[KURZE AUFGABE 1]
Wie viele Beratungsgespräche haben die Sparkassen laut dem Seitenauszug bis Ende April wegen Corona mit gewerblichen Kunden geführt?
── SEITENAUSZUG ──
Eigentlich ist vieles gut

Philipp Otto, Chefredakteur, Foto: Verlag Fritz Knapp GmbH

"When the going gets tough, the tough get going", so heißt es im Englischen so schön. Man könnte es frei übersetzen mit: "In schweren Zeiten zeigen sich die Starken." Das gilt aktuell ganz besonders für die Kreditwirtschaft. Denn längst schon ist es zum geflügelten Wort geworden, dass die Kreditinstitute dieses Mal nicht Teil des Problems, sondern Teil der Lösung sind. Und in der Tat haben die Banken und Sparkassen in der Bundesrepublik in den vergangenen Monaten überwiegend einen guten Job gemacht. Die Institute haben maßgeblich dazu beigetragen, dass die von der Bundesregierung und den Förderinstituten umfangreichen Rettungspakete schnell und unkompliziert bei den Unternehmen und Selbstständigen ankamen.

Bis Ende April führten die Mitarbeiterinnen und Mitarbeiter der 377 Sparkassen in Deutschland allein mit gewerblichen Kunden Coronabedingt rund 1,4 Millionen Beratungsgespräche. Auf 20 bis 30 Prozent dieser Gespräche folgten Änderungen von Kreditlinien, die Aussetzung von Zins- beziehungsweise Tilgungsleistungen oder Anträge auf Förderdarlehen. Laut DSGV konnten 85 bis 90 Prozent der Kundenwünsche erfüllt werden. Allein im März dieses Jahres haben die Institute 17 Milliarden Euro an neuen Krediten an Unternehmen, Selbstständige und Privatpersonen vergeben. Das sind 22,3 Prozent mehr als im März 2019. 9,7 Milliarden Euro entfallen auf Unternehmen und Selbstständige und 6,9 Milliarden Euro auf Privatpersonen. Darüber hinaus wurden mit den Kunden per Ende April 270 000 Stundungen von Zins- und Tilgungsleistungen vereinbart.

Es ist sicherlich eine Folge der dezentralen und kleinteiligen Aufstellung des deutschen Bankwesens, dass es noch zu keinen Corona-bedingten größeren wirtschaftlichen Verwerfungen hierzulande kam. Das ist an sich nichts Neues, sondern hat sich auch in früheren Jahren immer wieder als stabilisierender Faktor erwiesen. Dennoch sind deutsche Bankenstrukturen nach wie vor im Ausland und vor allem in Brüssel besonders erklärungsbedürftig. Hoffentlich haben Partner und Standardsetzer nun endlich registriert, dass sie aber auch eine echte Berechtigung haben.
───
── LISTENAUSZUG ──
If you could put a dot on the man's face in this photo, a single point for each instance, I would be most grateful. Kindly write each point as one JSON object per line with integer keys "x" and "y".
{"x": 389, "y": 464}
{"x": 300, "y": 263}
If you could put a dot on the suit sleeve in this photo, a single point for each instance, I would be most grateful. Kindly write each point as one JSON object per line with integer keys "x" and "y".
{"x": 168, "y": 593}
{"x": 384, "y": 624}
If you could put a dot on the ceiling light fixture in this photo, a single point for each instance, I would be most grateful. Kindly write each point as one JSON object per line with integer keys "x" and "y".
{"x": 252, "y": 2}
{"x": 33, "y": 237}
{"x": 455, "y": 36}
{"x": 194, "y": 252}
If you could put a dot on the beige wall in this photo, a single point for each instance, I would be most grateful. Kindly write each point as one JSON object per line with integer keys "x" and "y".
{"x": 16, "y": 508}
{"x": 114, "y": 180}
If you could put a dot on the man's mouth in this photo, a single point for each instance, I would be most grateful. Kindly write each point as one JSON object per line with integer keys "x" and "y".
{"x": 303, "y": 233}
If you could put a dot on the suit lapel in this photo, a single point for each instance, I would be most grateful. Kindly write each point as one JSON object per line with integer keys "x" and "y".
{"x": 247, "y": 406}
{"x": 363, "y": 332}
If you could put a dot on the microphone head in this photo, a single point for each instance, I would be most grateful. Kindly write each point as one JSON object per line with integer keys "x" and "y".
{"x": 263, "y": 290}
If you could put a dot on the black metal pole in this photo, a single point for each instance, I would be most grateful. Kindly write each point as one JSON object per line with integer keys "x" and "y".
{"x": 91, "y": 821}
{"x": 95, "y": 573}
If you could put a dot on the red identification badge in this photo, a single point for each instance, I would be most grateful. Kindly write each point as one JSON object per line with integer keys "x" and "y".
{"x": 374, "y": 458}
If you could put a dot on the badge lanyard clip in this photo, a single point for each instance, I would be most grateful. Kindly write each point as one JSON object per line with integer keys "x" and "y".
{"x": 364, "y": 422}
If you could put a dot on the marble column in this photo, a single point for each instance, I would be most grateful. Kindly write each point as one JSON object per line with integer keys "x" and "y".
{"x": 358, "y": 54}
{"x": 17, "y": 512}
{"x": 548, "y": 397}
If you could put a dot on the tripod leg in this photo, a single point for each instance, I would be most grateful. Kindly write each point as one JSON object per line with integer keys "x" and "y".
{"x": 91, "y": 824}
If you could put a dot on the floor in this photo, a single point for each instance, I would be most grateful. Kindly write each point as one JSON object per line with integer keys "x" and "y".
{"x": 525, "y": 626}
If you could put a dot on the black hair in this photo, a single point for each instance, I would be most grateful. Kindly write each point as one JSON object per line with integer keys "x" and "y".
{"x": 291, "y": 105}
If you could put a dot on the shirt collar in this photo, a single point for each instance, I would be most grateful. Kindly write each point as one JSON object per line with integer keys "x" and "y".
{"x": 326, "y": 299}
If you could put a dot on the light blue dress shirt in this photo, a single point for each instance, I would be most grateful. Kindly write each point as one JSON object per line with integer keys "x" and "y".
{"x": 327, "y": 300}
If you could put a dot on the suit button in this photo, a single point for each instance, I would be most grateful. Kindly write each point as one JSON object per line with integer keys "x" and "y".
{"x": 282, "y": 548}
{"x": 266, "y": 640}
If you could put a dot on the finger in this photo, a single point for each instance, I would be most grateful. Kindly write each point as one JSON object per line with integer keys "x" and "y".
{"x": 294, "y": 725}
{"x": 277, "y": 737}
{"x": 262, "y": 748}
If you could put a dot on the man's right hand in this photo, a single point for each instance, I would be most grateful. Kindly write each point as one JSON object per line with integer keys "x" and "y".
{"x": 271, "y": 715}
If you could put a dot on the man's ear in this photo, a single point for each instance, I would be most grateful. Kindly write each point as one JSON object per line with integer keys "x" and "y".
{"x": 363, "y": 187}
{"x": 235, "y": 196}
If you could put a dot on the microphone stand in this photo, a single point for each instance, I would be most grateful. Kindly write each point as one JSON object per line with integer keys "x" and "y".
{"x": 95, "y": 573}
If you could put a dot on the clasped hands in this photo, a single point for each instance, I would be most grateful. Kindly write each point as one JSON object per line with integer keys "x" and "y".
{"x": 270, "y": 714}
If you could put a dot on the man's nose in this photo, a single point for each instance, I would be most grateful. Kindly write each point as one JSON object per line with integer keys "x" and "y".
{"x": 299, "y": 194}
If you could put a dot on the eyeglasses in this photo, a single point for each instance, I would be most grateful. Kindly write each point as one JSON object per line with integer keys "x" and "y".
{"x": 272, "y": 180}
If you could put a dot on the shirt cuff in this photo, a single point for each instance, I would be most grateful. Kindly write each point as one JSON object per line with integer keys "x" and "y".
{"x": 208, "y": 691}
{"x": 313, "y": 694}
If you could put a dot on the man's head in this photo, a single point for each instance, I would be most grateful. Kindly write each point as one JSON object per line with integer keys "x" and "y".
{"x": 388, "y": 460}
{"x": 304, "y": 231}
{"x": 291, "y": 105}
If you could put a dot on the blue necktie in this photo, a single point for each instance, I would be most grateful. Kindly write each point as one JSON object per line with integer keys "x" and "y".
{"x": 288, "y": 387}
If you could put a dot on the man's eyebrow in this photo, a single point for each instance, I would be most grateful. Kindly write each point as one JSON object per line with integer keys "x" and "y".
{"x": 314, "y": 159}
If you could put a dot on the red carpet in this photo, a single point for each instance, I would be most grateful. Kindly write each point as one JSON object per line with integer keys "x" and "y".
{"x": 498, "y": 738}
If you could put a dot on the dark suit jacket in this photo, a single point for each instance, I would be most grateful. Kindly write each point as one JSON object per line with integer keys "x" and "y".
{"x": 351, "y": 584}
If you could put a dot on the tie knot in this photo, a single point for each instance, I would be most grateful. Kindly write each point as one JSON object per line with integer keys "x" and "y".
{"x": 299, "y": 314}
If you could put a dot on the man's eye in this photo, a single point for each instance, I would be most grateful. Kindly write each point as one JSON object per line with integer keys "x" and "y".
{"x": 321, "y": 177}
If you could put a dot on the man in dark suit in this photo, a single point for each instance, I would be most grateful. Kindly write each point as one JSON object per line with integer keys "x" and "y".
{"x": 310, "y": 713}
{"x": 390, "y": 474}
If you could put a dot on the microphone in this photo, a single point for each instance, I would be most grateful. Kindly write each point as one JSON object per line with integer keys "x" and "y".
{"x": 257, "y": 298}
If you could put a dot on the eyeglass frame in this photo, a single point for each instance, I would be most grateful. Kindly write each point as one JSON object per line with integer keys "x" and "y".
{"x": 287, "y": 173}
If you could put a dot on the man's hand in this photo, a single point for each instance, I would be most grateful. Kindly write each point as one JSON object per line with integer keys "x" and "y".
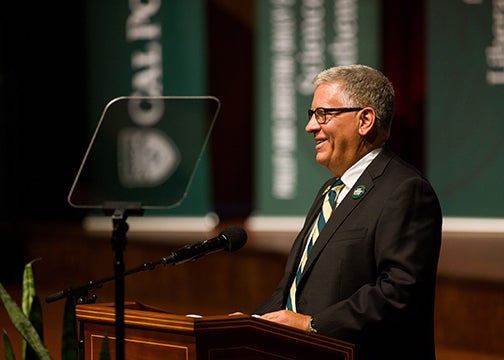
{"x": 289, "y": 318}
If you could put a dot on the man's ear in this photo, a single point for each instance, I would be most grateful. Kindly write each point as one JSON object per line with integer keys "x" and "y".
{"x": 367, "y": 121}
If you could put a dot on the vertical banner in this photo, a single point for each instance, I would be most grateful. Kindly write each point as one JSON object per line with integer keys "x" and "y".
{"x": 150, "y": 48}
{"x": 296, "y": 39}
{"x": 465, "y": 92}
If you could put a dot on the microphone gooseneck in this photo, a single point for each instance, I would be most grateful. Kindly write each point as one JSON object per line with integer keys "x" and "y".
{"x": 232, "y": 238}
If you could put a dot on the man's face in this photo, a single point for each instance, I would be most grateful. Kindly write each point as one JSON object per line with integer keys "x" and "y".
{"x": 338, "y": 140}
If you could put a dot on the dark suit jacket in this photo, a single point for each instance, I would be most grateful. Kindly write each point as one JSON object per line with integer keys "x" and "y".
{"x": 370, "y": 277}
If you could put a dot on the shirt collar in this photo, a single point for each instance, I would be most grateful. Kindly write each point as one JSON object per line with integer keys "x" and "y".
{"x": 351, "y": 176}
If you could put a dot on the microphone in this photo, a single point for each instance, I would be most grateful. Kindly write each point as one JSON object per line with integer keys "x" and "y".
{"x": 232, "y": 238}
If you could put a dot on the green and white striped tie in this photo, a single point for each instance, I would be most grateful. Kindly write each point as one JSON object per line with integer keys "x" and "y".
{"x": 327, "y": 208}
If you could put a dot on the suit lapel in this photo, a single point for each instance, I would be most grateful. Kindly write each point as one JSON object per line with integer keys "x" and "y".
{"x": 349, "y": 203}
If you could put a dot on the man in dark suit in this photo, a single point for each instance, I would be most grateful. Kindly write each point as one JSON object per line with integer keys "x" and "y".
{"x": 370, "y": 275}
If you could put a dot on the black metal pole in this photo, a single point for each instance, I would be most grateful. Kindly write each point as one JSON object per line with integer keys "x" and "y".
{"x": 118, "y": 245}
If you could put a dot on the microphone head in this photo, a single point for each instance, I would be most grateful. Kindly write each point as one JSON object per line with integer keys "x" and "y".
{"x": 236, "y": 237}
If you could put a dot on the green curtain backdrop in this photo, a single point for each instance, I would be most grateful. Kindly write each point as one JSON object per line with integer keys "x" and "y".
{"x": 465, "y": 92}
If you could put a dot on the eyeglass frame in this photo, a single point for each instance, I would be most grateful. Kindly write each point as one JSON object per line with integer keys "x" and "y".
{"x": 326, "y": 110}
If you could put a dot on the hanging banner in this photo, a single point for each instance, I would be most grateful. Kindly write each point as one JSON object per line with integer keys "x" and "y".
{"x": 465, "y": 129}
{"x": 149, "y": 49}
{"x": 296, "y": 39}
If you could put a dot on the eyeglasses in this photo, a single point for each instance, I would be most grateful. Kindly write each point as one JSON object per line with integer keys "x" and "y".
{"x": 321, "y": 113}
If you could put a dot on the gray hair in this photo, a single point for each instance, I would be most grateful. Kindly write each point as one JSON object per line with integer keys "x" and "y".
{"x": 363, "y": 86}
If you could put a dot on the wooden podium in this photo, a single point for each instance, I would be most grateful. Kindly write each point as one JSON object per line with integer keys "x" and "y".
{"x": 152, "y": 333}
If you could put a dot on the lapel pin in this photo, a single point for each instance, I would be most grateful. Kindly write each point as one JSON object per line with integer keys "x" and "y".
{"x": 358, "y": 191}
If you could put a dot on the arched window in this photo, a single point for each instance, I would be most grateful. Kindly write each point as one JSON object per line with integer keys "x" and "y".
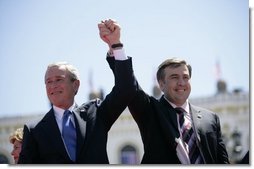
{"x": 4, "y": 159}
{"x": 129, "y": 155}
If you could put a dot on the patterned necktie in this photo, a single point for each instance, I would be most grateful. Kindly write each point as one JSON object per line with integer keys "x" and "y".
{"x": 188, "y": 137}
{"x": 69, "y": 135}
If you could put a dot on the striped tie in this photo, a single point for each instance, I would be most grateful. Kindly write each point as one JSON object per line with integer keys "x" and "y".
{"x": 189, "y": 138}
{"x": 69, "y": 135}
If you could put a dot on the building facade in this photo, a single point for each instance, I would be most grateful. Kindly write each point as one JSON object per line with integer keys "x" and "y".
{"x": 124, "y": 140}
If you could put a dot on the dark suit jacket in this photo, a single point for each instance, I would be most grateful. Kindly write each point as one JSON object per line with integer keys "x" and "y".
{"x": 42, "y": 142}
{"x": 157, "y": 122}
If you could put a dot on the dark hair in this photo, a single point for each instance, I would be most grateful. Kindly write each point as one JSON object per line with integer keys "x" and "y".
───
[KURZE AUFGABE 2]
Stelle die Zeilen der Liste als JSON-Liste von Strings dar, ein String pro Zeile und ohne Leerzeilen. Nimm dabei nur die Zeilen ab der Zeile mit „If you could put a dot on the patterned“ bis einschließlich zum Ende der Liste.

[VOLLSTÄNDIGE ANTWORT 1]
Rund 1,4 Millionen.

[VOLLSTÄNDIGE ANTWORT 2]
[
  "If you could put a dot on the patterned necktie in this photo, a single point for each instance, I would be most grateful. Kindly write each point as one JSON object per line with integer keys \"x\" and \"y\".",
  "{\"x\": 188, \"y\": 137}",
  "{\"x\": 69, \"y\": 135}",
  "If you could put a dot on the striped tie in this photo, a single point for each instance, I would be most grateful. Kindly write each point as one JSON object per line with integer keys \"x\" and \"y\".",
  "{\"x\": 189, \"y\": 138}",
  "{\"x\": 69, \"y\": 135}",
  "If you could put a dot on the building facade in this photo, a single point for each instance, I would be most grateful. Kindly write each point as one JSON object per line with integer keys \"x\" and \"y\".",
  "{\"x\": 124, \"y\": 140}",
  "If you could put a dot on the dark suit jacket in this photo, a single point for each instance, I would be most grateful. Kindly write each point as one JSON object per line with integer keys \"x\" and \"y\".",
  "{\"x\": 42, \"y\": 142}",
  "{\"x\": 157, \"y\": 122}",
  "If you could put a dot on the dark hair in this photo, a single point for each instance, I would be most grateful. Kindly write each point as one JSON object per line with integer keys \"x\" and \"y\"."
]